Gösterilen Metin:
ABD Türk yargısından ajan mı kaçırıyor?

Duymayan kalmadı ama tekrar ederek başlayalım; 35 yıldır ABD İstanbul Başkonsolosluğunda çalışan Metin Topuz, çoğu Bylock kullanıcısı 121 FETÖ'cüyle yoğun irtibatının tespit edilmesi ve görüştüğü kişilerin pek çoğunun da 17-25 Aralık kumpasında ve 15 Temmuz darbe girişiminde aktif görev aldıklarının belirlenmesi üzerine gözaltına alınıp tutuklandı. Bu olayın ardından ABD'nin Ankara Büyükelçisi John Bass bir açıklama yayınlayarak göçmen vizesi dışındaki tüm vize başvurularını süresiz olarak askıya aldıklarını duyurdu.

Topuz'un tutuklanmasına gerekçe olan FETÖ bağlantısı ABD makamlarına göre "görevi gereği yaptığı görüşmeler". Bir taraftan da doğru; çünkü Metin Topuz'un görevi FETÖ elemanları ile ABD'lilerin irtibatını ve bir takım belgelerin ABD'ye naklini sağlamak...

***

Görevi gereği bakın kimlerle defalarca görüşmüş; 17-25 Aralık girişimini planlayıp uygulamaya koyan eski İstanbul Emniyet Müdür ve müdür yardımcılarından Mutlu Ekizoğlu, Mahir Çakallı, Yakub Saygılı, Nazmi Ardıç, Yasin Topçu, Kazım Aksoy, Mehmet Akif Üner, Arif İbiş, İbrahim Şener, Serdar Güldalı, Özcan Bulduk, Oğuzhan Ceylan. 15 Temmuz 2016’daki darbe girişimiyle ilgili toplantılara katılan ve darbe sırasında jandarma personeline silah dağıtan eski İstanbul İl Jandarma Komutanlığı'ndan Yarbay Oktay Akkaya, darbe girişimi sırasında Ankara'da Emniyet Genel Müdürlüğü'nü kuşatarak darbecilere WhatsApp grubundan, "Darbeye direnen herkesin vurulması, silah ve teçhizatlarının teslim edilmemesi" emrini veren eski Emniyet Müdürü Zeki Taşkın ve tabii 17-25 Aralık girişiminin yargı ayağını yöneten eski İstanbul Cumhuriyet Başsavcıvekili firari sanık Zekeriya Öz...

Alıştırma Koşulları:
a) Metin Topuz hakkındaki yazıya göre Topuz neden gözaltına alınıp tutuklandı? Bir ile üç cümle arasında açıklayın.
b) Metin Topuz hakkındaki yazıda, göçmen vizesi dışındaki tüm vize başvurularının askıya alındığını kim duyurdu?
c) Metin Topuz hakkındaki yazıyı, gösterilen son cümleden sonrasını yazarak sürdürün.

(İşaret etme veri kümesi kayıtları)

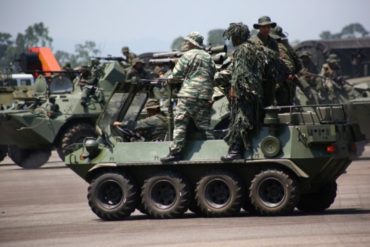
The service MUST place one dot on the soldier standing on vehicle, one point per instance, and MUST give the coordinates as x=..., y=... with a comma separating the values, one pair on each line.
x=285, y=91
x=137, y=71
x=197, y=68
x=129, y=56
x=263, y=37
x=155, y=126
x=246, y=92
x=276, y=66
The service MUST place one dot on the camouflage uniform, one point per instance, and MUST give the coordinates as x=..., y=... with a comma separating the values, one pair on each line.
x=285, y=91
x=249, y=64
x=277, y=71
x=197, y=68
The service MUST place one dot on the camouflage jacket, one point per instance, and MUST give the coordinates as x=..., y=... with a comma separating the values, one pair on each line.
x=197, y=69
x=249, y=62
x=268, y=42
x=289, y=57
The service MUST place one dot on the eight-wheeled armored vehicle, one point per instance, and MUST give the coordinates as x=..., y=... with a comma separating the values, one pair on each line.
x=57, y=118
x=295, y=160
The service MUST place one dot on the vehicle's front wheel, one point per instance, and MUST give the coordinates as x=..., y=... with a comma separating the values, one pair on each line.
x=166, y=195
x=219, y=193
x=112, y=196
x=320, y=200
x=273, y=192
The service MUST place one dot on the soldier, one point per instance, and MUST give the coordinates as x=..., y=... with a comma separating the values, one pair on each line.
x=333, y=80
x=263, y=37
x=285, y=91
x=154, y=127
x=197, y=68
x=137, y=71
x=246, y=92
x=129, y=56
x=308, y=80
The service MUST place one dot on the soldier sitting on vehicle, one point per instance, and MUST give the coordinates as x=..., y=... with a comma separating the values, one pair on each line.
x=128, y=56
x=154, y=127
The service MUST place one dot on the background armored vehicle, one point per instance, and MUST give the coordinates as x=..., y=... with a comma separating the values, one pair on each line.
x=295, y=160
x=354, y=54
x=57, y=118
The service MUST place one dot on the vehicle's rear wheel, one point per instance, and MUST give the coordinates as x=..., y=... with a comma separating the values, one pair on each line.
x=166, y=195
x=29, y=158
x=3, y=152
x=319, y=201
x=219, y=193
x=75, y=134
x=112, y=196
x=273, y=192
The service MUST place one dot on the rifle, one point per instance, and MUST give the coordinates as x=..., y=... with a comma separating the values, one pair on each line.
x=110, y=58
x=173, y=56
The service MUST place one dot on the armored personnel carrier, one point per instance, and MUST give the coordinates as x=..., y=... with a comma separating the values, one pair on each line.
x=295, y=161
x=57, y=118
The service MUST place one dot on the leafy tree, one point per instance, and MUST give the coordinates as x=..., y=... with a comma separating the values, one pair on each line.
x=64, y=57
x=215, y=37
x=350, y=31
x=37, y=35
x=177, y=43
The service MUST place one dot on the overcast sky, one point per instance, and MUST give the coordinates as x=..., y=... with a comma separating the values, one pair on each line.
x=146, y=25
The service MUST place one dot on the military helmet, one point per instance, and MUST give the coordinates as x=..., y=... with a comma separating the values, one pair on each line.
x=195, y=38
x=277, y=33
x=264, y=21
x=152, y=104
x=237, y=32
x=305, y=54
x=333, y=58
x=125, y=49
x=137, y=61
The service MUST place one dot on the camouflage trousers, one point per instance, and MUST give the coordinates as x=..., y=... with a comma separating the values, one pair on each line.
x=187, y=109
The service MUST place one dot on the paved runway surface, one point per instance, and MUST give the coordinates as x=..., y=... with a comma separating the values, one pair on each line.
x=48, y=207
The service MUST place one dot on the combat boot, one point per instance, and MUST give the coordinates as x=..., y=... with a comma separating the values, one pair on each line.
x=233, y=154
x=172, y=156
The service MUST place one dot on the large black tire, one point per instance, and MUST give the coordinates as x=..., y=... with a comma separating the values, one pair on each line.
x=273, y=192
x=29, y=158
x=3, y=152
x=74, y=134
x=319, y=201
x=219, y=193
x=112, y=196
x=166, y=195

Görevlere Göre Yanıtlar:
a) Topuz'un, çoğu Bylock kullanıcısı olan 121 FETÖ'cüyle yoğun irtibatı tespit edilmişti. Ayrıca görüştüğü kişilerin pek çoğunun 17-25 Aralık kumpasında ve 15 Temmuz darbe girişiminde aktif görev aldığı belirlenmişti. Bunun üzerine gözaltına alınıp tutuklandı.

b) ABD'nin Ankara Büyükelçisi John Bass.

c)
Her biri azılı FETÖ'cü bunların. Kimisi tutuklu, kimisi firari. Metin Topuz'la ilgili Bass'ın yaptığı son açıklamaysa söyle; "Metin Topuz Uyuşturucuyla Mücadele Organize Suçlar’da görevliydi. Bu işbirliği sayesinde birçok uyuşturucu kaçakçısı yakalandı. Görev tanımını aşıp başka irtibatlar kurduysa bununla ilgili diğer bilgileri görmekten memnuniyet duyarız."

Bu açıklamadan anlaşılabilecek tek şey Bass'ın bir konsolosluk çalışanını değil bir FETÖ'cüyü ve dolayısıyla FETÖ'yü koruduğudur. FETÖ'yü neden hala koruyor? Çünkü FETÖ-ABD ilişkisi artık gizlenebilecek seviyenin çok üstünde aleniyet arz etmektedir. Bir de ajanlık işleri gizlilik ister, her şey ortaya çıksa bile inkar etmeniz gerekir. Bass da bunu yapıyor.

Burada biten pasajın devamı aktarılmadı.